The LiveKafkaConsumerFeatureSource will consume messages as they are being produced and maintain the real time state of SimpleFeatures pertaining to a Kafka topic.

The ReplayKafkaConsumerFeatureSource allows users to specify any range of time in order to obtain the state of SimpleFeatures from any previous moment.

View the Consumer Output

The program will construct the live and replay consumers and log SimpleFeatures to the console after all the messages are sent to Kafka and therefore after all the updates are made.

The live consumer will log the state of the two SimpleFeatures after all updates are finished. The replay consumer will log the state of the two SimpleFeatures five seconds earlier than the last update. The replay consumer will create a new SimpleFeatureType with an additional attribute KafkaLogTime. By preserving the KafkaLogTime as an attribute, we can create the state of SimpleFeatures at time x by querying for when KafkaLogTime equals x.

Consuming with the live consumer...
2 features were written to Kafka
Here are the two SimpleFeatures that were obtained with the live consumer:
fid:1 | name:James | age:20 | dtg:Mon Dec 14 19:08:23 EST 2015 | geom:POINT (180 90)
fid:2 | name:John | age:62 | dtg:Fri Oct 02 09:56:49 EDT 2015 | geom:POINT (180 -90)

Consuming with the replay consumer...
2 features were written to Kafka
Here are the two SimpleFeatures that were obtained with the replay consumer:
fid:2 | name:John | age:52 | dtg:Thu May 21 21:27:19 EDT 2015 | geom:POINT (132 -66) | KafkaLogTime:Tue Jun 09 13:33:47 EDT 2015
fid:1 | name:James | age:59 | dtg:Sat Jan 24 06:26:44 EST 2015 | geom:POINT (132 66) | KafkaLogTime:Tue Jun 09 13:33:47 EDT 2015

For a deeper understanding of what’s going on, we recommend exploring the source code.

» **STORED ROWS**:

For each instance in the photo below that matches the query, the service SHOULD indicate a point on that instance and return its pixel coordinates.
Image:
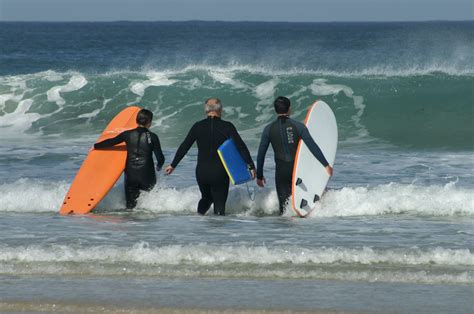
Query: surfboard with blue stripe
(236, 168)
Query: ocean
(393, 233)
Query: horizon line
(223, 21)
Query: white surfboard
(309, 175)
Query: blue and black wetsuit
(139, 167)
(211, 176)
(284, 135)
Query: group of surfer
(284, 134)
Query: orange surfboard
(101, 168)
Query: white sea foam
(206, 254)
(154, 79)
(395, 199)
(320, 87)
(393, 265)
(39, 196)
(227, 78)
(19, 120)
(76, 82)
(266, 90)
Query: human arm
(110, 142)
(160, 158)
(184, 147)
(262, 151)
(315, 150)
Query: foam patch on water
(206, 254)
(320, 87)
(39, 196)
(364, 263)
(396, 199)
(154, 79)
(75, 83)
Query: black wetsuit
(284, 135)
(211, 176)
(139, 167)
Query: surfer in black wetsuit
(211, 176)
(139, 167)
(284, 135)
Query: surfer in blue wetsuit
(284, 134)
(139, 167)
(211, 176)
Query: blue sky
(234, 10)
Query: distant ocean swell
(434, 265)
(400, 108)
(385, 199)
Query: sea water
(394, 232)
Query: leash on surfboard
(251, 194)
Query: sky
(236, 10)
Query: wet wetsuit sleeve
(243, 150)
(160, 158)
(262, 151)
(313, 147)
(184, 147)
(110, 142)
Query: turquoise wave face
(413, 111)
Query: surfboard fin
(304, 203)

---

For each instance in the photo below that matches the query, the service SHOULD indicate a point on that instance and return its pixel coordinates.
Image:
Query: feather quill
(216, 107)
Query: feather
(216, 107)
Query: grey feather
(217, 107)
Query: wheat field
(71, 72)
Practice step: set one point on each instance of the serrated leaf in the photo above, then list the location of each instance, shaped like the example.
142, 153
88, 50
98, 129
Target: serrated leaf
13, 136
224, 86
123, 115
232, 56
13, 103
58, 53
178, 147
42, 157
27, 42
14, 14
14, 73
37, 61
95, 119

» **PROBLEM**:
Resume the tutorial on Kafka live and replay consumers, writing on from its final sentence. The data plays no part in this work.

» **THE REPLY**:
(Optional) Listening for FeatureEvents

The GeoTools API also includes a mechanism to fire off a FeatureEvent each time there is an event (typically when the data are changed) in a DataStore. A client may implement a FeatureListener, which has a single method called changed() that is invoked as each FeatureEvent is fired.

The code in KafkaListener implements a simple FeatureListener that prints the messages received. Open up a second terminal window and run (with $KAFKA_VERSION set to “08”, “09”, or “10” as appropriate):

$ java -cp geomesa-quickstart-kafka/geomesa-quickstart-kafka-$KAFKA_VERSION/target/geomesa-quickstart-kafka-$KAFKA_VERSION-${geomesa.version}.jar \
> com.example.geomesa.kafka$KAFKA_VERSION.KafkaListener \
> -brokers <brokers> -zookeepers <zookeepers>

and use the same settings for <brokers> and <zookeepers>. Then in the first terminal window, re-run the KafkaQuickStart code as before. The KafkaListener terminal should produce messages like the following:

Received FeatureEvent of Type: CHANGED
fid:1 | name:Hannah | age:53 | dtg:Sun Dec 13 11:04:40 EST 2015 | geom:POINT (-66 -33)
Received FeatureEvent of Type: CHANGED
fid:2 | name:Claire | age:77 | dtg:Thu Feb 26 02:06:41 EST 2015 | geom:POINT (-66 33)

The KafkaListener code will run until interrupted.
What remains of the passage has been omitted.